Trading your life for money, make every minute matter
I knew that I was trading my life for money. But, after 8 solid years of commuting every day in horrific traffic to a corporate office, I made a terrible mistake.
I calculated how many hours I spent commuting in crawling stop-and-go traffic every year. Then, I added up how many hours of my life that had been for the past 8 years.
Then, I projected how much of my life would be wasted and lost to that commute if I continued doing this until “retirement.”
Have you done this? Maybe you’re one of those lucky few who don’t have a work commute. But, many of us spend/spent hours each day in a car or on a train.
It’s eye-opening.
It’s terrifying. I immediately became nauseous thinking about the precious remainder of my life being spent in a stressful commute.
Americans spend over 100 hours a year commuting
I wish.
I was spending over 625 hours a year on my commute when I finally left my corporate job behind.
That’s 26 full 24 hr days/year spent on the lovely California freeways.
After 4 years of that at my last corporate job, that was 104 days of my life.
That would be 3 1/2 months of my life driving 24 hrs a day on the freeway.
Projecting forward, that would mean spending entire years of my life on a freeway.
That was the day that something inside of me snapped. I couldn’t waste the rest of my life this way. I left corporate and went independent. I just couldn’t return to that life once I did the math and knew what it meant.
Now, of course, it depends on what you’re doing. If your job is a calling and has incredible meaning, then a commute might be worth it. But, I wasn’t saving children or curing cancer. I was trying to figure out how to increase revenue for Search, getting people to click more ads, but not be too annoyed with us. Not exactly a world-changing mission.
My point with all of this is that we trade our life energy for money when we take a job. Make sure that it matters. Make it count.
And, be fully aware of the true price you are paying. For me, it wasn’t just the 10–12 hours spent every day at work. It was also the daily toll the commute was taking.
Make every minute of your life matter.

Listed records
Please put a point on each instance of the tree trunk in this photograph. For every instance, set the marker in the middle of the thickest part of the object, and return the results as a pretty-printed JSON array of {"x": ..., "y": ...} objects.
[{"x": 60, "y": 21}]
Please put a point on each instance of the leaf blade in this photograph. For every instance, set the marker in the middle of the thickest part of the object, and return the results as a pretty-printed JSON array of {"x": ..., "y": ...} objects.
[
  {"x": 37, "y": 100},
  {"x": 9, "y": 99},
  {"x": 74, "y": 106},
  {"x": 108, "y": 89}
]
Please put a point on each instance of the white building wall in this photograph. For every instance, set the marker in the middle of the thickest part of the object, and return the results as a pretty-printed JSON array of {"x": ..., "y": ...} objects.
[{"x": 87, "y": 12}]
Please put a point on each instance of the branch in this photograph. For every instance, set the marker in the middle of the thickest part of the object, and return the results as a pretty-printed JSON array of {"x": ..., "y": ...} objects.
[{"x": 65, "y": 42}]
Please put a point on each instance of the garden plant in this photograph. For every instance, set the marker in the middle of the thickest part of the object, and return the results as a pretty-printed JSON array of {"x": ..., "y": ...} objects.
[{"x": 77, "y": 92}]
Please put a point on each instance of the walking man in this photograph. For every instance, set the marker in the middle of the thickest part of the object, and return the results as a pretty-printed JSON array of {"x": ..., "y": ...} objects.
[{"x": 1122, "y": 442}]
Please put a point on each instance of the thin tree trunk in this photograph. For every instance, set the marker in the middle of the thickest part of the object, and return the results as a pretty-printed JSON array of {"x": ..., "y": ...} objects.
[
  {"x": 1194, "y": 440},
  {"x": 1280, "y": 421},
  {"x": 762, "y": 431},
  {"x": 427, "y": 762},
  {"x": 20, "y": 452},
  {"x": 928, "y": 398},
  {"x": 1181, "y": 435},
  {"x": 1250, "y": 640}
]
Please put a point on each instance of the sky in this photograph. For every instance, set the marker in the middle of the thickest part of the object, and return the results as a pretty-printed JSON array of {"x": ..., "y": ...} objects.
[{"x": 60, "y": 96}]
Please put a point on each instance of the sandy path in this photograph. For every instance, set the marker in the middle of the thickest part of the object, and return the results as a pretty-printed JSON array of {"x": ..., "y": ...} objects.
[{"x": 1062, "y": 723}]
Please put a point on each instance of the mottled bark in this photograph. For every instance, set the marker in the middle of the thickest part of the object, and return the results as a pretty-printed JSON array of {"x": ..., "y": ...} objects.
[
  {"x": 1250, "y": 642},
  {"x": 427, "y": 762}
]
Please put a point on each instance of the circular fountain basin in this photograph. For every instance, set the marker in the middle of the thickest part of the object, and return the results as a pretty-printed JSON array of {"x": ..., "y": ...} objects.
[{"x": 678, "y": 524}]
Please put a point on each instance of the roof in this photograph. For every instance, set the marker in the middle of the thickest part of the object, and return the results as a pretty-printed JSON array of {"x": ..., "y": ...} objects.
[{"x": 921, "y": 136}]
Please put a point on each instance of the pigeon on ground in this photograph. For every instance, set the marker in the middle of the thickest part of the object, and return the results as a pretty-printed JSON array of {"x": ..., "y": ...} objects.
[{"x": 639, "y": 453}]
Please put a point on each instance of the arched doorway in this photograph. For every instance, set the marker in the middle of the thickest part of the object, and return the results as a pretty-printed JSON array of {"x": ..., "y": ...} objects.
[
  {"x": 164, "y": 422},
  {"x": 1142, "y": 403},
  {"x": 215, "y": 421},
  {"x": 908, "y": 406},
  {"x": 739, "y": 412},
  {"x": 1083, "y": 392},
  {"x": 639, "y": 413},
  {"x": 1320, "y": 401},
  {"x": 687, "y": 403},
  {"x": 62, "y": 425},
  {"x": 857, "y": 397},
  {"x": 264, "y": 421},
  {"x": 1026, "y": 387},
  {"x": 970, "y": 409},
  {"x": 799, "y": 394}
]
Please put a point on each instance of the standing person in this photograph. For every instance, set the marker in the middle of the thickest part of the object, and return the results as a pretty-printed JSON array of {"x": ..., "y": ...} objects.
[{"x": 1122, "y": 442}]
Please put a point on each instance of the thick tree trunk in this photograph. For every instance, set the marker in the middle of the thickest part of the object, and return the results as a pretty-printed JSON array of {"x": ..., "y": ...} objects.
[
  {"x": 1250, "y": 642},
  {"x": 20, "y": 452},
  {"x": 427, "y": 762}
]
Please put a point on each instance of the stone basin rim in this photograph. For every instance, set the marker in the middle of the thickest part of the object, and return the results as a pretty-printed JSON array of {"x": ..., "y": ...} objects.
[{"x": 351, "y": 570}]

What to do
1: Answer these from the commute essay:
(a) How many hours a year was the writer spending on the commute before leaving the corporate job?
(b) How many years did the writer commute at the last corporate job?
(c) What was the writer trying to work out at that job?
2: Not counting the title, list every sentence in the commute essay that directly tells the reader to do something.
3: Does each statement agree with the commute essay? Answer yes or no, and quote the words that decide it.
(a) The writer commuted to a corporate office for 8 years.
(b) The writer's own commute took less than the 100 hours a year that Americans spend.
(c) The writer says a commute might be worth it if the job has great meaning.

Per-task answers
1:
(a) Over 625 hours a year.
(b) 4 years.
(c) How to increase revenue for Search, getting people to click more ads without annoying them too much.

2:
- Make sure that it matters.
- Make it count.
- And, be fully aware of the true price you are paying.
- Make every minute of your life matter.

3:
(a) Yes: "after 8 solid years of commuting every day in horrific traffic to a corporate office"
(b) No: "I was spending over 625 hours a year on my commute"
(c) Yes: "If your job is a calling and has incredible meaning, then a commute might be worth it."